** Opening Extract provided block **
A novel method to treat tyrosine kinase inhibitor (TKI) resistant cancer by using a combination of three antibodies that target EGFR (ERBB1), HER2 (ERBB2), and HER3 (ERBB3) receptors.
The ErbB/HER family of receptor tyrosine kinases includes epidermal growth factor receptor (EGFR, also termed ErbB-1, HER1), HER2 (ErbB-2), HER3 (ErbB-3) and HER4 (ErbB-4). The ErbB/HER family members and their multiple ligand molecules form a layered signaling network, which is implicated in several human cancers. ErbB activation leads to downstream stimulation of several signaling cascades that influence cell proliferation, angiogenesis, invasion, and metastasis. Because of their oncogenic potential and accessibility, ErbB/HER proteins have emerged as attractive targets for pharmaceutical interventions, mainly tyrosine kinase inhibitors (TKIs) and anti-HER monoclonal antibodies (mABs). However, while many cancer patients were found to be sensitive to ErbB-targeted therapy, many other patients are resistant to treatment, and even among the initially responsive patients a large percentage experience tumor recurrence and become resistant to therapy. Thus, for example, despite initial dramatic response of non-small cell lung cancer (NSCLC) patients to TKIs, all patients acquire resistance within approximately one year, commonly due to malignant cells acquiring resistance through new mutations in receptors that block the effects of TKIs. Therefore, there is a need for an effective treatment against TKI resistant lung cancer.
** Closing Extract provided block **
▶ Problem A
Answer the following from the passage on TKI-resistant cancer:
(i) Which three receptors does the antibody combination target?
(ii) What are the two main kinds of pharmaceutical interventions against ErbB/HER proteins?
(iii) Within approximately what period do all NSCLC patients acquire resistance to TKIs?
▶ Problem B
Give a continuation of the passage on TKI-resistant cancer, starting after its final sentence.
** Opening Listed entries block **
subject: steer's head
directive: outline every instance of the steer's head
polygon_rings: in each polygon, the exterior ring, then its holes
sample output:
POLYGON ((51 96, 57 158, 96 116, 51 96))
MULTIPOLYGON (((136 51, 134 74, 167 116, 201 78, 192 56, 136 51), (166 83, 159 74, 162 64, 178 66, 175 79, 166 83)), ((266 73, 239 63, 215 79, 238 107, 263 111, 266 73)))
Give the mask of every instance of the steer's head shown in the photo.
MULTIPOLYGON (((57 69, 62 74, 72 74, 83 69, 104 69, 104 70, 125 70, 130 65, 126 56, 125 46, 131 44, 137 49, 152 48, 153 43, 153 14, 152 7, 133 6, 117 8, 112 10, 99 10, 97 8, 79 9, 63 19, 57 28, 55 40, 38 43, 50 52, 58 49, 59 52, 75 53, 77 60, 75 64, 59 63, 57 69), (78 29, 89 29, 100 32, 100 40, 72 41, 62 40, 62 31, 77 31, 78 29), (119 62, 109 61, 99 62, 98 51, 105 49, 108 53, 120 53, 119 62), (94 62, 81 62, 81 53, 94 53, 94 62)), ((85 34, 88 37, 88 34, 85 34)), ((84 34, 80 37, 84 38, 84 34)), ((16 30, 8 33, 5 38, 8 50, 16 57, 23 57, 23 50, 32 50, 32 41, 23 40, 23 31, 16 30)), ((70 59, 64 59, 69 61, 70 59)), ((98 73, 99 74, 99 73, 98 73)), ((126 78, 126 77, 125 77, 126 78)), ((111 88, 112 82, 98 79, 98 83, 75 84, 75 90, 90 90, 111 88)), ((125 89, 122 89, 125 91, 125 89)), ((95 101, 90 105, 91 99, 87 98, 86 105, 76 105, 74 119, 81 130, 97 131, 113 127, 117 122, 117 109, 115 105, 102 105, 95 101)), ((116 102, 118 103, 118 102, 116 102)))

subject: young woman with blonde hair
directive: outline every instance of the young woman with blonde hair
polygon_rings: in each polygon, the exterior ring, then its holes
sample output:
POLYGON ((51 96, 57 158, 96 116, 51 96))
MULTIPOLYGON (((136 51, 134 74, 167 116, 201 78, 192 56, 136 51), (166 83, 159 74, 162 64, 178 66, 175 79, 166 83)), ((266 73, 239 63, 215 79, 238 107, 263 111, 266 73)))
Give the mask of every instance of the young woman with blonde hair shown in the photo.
** Closing Listed entries block **
** Opening Listed entries block **
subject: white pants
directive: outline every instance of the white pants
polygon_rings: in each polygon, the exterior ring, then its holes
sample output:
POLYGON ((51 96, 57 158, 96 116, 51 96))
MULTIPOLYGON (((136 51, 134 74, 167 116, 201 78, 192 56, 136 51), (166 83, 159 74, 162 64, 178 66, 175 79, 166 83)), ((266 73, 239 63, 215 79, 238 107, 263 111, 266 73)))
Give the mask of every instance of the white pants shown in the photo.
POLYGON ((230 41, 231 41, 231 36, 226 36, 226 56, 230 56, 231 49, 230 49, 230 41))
** Closing Listed entries block **
** Opening Listed entries block **
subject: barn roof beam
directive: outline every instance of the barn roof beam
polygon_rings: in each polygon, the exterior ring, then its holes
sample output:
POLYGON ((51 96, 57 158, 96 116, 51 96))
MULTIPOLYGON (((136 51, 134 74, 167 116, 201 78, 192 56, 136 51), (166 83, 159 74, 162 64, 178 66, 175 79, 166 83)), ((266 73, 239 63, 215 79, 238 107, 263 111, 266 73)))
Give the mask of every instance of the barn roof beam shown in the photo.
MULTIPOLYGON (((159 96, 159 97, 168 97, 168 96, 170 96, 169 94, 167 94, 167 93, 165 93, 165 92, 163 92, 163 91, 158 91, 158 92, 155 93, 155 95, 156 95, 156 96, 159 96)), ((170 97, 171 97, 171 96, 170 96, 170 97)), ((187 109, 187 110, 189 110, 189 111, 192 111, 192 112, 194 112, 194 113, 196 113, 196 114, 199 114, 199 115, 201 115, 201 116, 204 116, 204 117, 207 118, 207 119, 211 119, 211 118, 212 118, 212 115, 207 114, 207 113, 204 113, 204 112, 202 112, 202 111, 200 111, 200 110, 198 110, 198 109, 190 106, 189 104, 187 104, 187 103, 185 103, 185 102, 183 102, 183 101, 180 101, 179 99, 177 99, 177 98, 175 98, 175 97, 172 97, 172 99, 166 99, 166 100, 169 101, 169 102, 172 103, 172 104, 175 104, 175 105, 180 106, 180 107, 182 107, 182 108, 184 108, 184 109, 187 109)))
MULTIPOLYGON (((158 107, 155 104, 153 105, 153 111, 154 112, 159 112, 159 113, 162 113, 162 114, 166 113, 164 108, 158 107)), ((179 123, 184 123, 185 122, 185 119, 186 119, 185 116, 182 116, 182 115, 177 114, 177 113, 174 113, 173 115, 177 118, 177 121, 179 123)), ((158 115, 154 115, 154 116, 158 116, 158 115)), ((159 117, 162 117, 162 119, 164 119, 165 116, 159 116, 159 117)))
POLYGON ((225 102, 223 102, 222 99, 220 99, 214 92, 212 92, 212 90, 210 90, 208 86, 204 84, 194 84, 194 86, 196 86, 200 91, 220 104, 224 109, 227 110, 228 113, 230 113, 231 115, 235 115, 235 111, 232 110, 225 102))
** Closing Listed entries block **
▶ Task output A
(i) EGFR (ERBB1), HER2 (ERBB2) and HER3 (ERBB3).
(ii) Tyrosine kinase inhibitors (TKIs) and anti-HER monoclonal antibodies (mABs).
(iii) Approximately one year.

▶ Task output B
The team of Prof. Yosef Yarden have discovered that using a triple mAb combination targeting three HER family receptors (EGFR, HER1, and HER2) prevented the activation of downstream kinase cascades, accelerated the degradation of the receptors, and inhibited the proliferation of tumor cells but not of normal cells. This treatment can be used to treat AKI - resistant tumors as well as augment TKI dependent therapies.
The team of Prof. Yarden discovered feedback regulatory loops that increase the abundance of HER2 and HER3, and activate another receptor tyrosine kinase, MET, in response to antibody-induced blockade of EGFR. The team found that using mAbs inhibiting HER2 and HER3 along with EGFR, could effectively abrogate the compensatory mechanism and inhibit NSCLC cell growth.
- A novel treatment for TKI resistant tumors.
- A feasible pharmacological option for treating numerous lung cancer patients who will inevitably develop resistance to the currently applied inhibitors of EGFR.
- In contrast to TKIs, mAbs offer target destruction, high specificity, and the ability to cooperate with chemotherapy.
- mAbs targeting ErbB/HER receptors already exist with clinical approval.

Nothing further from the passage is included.